§ **Text excerpt**:

Siemens Plessey
- Type: Private
- Industry: Aerospace/Defence Electronics Engineering
- Founded: 1989 (as Siemens Plessey)
- Defunct: 1997
- Fate: UK defence assets merged with BAe (1997) German defence assets merged with DASA (1997)
- Successor: BAe (1997 - 1999) DASA (1997 - 2000) BAE Systems (1999 till date) EADS (2000 till date)
- Headquarters: United Kingdom
- Products: Electronics

= Siemens Plessey =

Siemens Plessey was the name given to the Plessey assets acquired by Siemens in 1989. Today most of these units are part of BAE Systems while some units are now part of EADS.

==History==

===Background: before 1989===
The history of the evolution of Siemens Plessey division traces to 1988, when the UK regulatory authorities rejected a full merger between the British-based industrial conglomerate - General Electric Company plc (GEC), and the Plessey company - a historic British-based international electronics, defence and telecommunications company founded in 1917. Plessey was at the time the second largest defence electronics contractor to the Ministry of Defence and the largest supplier of traffic control equipment. As a solution, GEC and Plessey merged their communications businesses the same year to form GEC Plessey Telecommunications (GPT).

§ **Entries shown**:
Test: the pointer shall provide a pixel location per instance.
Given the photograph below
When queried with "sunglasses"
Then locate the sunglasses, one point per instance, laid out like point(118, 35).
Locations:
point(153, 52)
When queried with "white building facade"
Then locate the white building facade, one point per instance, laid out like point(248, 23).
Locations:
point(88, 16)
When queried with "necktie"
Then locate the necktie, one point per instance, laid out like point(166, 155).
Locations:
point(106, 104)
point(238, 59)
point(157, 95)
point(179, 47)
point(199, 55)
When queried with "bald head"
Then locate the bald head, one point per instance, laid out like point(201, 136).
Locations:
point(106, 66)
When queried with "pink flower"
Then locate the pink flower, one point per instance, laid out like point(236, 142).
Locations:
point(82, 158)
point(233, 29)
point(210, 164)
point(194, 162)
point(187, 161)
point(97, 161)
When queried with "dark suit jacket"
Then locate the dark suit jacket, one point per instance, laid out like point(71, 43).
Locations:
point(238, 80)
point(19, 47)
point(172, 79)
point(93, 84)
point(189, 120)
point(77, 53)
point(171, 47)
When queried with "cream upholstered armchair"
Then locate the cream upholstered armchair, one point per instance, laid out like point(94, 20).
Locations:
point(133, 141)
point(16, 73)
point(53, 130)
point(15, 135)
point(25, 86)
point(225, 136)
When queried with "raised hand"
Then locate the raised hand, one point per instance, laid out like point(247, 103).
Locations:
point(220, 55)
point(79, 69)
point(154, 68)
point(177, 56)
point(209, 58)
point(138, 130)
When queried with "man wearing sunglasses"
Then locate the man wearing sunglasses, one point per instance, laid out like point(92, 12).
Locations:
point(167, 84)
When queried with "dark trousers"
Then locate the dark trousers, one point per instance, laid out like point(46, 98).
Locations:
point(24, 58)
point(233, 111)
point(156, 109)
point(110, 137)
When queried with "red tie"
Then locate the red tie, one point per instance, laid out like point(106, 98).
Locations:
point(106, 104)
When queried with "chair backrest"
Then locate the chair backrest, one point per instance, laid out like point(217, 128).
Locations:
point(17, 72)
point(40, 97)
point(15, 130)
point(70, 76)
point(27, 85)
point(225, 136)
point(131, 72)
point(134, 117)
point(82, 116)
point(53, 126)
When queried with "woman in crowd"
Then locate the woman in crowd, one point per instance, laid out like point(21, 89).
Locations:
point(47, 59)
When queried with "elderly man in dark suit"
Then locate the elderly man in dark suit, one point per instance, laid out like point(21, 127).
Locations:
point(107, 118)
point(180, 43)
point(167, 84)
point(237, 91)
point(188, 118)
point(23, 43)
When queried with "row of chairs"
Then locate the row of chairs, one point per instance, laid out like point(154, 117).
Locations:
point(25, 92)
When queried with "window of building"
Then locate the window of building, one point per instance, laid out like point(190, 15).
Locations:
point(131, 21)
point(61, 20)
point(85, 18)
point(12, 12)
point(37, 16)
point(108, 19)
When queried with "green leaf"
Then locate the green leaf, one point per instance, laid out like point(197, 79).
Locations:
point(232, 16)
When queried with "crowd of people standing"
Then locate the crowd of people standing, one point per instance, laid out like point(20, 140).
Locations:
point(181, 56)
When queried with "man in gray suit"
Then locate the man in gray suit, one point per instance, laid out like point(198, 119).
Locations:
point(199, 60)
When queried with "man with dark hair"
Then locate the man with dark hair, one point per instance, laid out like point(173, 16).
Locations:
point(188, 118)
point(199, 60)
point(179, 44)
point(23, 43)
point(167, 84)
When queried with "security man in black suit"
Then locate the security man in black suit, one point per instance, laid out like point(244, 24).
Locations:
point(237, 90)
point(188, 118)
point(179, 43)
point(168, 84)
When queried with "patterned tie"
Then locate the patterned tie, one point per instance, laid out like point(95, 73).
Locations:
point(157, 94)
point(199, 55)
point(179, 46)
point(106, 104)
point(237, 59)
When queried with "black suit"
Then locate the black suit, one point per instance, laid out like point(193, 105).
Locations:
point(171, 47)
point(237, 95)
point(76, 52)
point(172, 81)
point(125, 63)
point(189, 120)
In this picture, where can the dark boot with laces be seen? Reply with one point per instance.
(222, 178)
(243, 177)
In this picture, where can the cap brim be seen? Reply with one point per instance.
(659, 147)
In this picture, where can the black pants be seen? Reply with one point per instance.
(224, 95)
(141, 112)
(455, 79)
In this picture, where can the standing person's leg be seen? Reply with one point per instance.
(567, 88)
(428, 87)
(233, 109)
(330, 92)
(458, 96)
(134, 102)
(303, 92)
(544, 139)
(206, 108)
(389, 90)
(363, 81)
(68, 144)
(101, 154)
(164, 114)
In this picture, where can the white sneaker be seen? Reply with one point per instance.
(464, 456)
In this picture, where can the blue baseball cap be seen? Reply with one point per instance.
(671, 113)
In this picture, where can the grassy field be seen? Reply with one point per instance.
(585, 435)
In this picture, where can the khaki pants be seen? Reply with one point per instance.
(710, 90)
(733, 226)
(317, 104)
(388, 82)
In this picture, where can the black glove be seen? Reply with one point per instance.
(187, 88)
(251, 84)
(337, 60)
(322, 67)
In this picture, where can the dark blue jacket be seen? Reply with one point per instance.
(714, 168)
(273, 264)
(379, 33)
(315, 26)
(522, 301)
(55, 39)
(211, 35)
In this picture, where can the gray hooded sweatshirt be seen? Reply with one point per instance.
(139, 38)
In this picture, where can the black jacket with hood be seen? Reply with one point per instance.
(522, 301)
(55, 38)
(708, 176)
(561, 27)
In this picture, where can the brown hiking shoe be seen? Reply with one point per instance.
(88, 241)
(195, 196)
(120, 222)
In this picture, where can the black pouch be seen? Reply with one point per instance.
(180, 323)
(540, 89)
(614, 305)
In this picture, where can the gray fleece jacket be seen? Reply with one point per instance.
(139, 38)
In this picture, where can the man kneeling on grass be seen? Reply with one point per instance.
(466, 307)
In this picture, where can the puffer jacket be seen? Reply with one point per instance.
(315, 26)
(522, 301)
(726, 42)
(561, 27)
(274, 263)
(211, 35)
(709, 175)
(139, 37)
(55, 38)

§ **Exercise instructions**:
(a) Check each statement against the Siemens Plessey article. For each, answer yes or no and quote the words of the article that decide it.
(i) Plessey was founded in 1917.
(ii) In 1988 the UK regulatory authorities approved a full merger between GEC and Plessey.
(iii) Siemens Plessey had its headquarters in Germany.
(b) According to the Siemens Plessey article, what company did GEC and Plessey form when they merged their communications businesses?
(c) Continue the history section of the Siemens Plessey article, starting after its last sentence.

§ **Answers to the tasks**:
(a)
(i) Yes: "the Plessey company - a historic British-based international electronics, defence and telecommunications company founded in 1917"
(ii) No: "the UK regulatory authorities rejected a full merger between the British-based industrial conglomerate - General Electric Company plc (GEC), and the Plessey company"
(iii) No: "Headquarters: United Kingdom"

(b) GEC Plessey Telecommunications (GPT).

(c)
=== Acquisition of Plessey, and Siemens Plessey: 1989-1997===
In 1989, GEC and Siemens AG set up a joint holding company, GEC Siemens plc, to launch a hostile takeover of Plessey, which succeeded. Most of Plessey's assets were divided between the companies (see: Plessey#Break-up of the business); except the 1988 founded GEC-Plessey joint venture - GPT, which was converted to a '60/40 GEC/Siemens joint venture'.

The division of Plessey between these two partners meant the deal met with little regulatory opposition. Siemens acquired Plessey's radar systems, defence systems and traffic control businesses. The defence electronics operations became Siemens Plessey Systems (commonly referred to as Siemens Plessey) and Siemens Plessey Electronics Systems (Australia).

In 1997, Siemens came to an agreement with British Aerospace and DaimlerChrysler Aerospace AG (DASA) for the takeover of its defence electronics unit. BAe acquired the Siemens Plessey's defence businesses in UK, while DASA acquired the German part of the operations.

===Subsequent history: 1997 - to date===
The BAe acquired parts were eventually amalgamated into BAE Systems - formed by the 1999 merger of BAe and Marconi Electronic Systems (MES). The DASA acquired assets became part of EADS in July 2000 when DASA merged with the French Aérospatiale-Matra and Construcciones Aeronáuticas SA (CASA) of Spain.

Siemens Traffic Controls continued to operate as a unit of Siemens which later became part of Siemens Mobility before being sold to Mundys under the new name Yunex Traffic.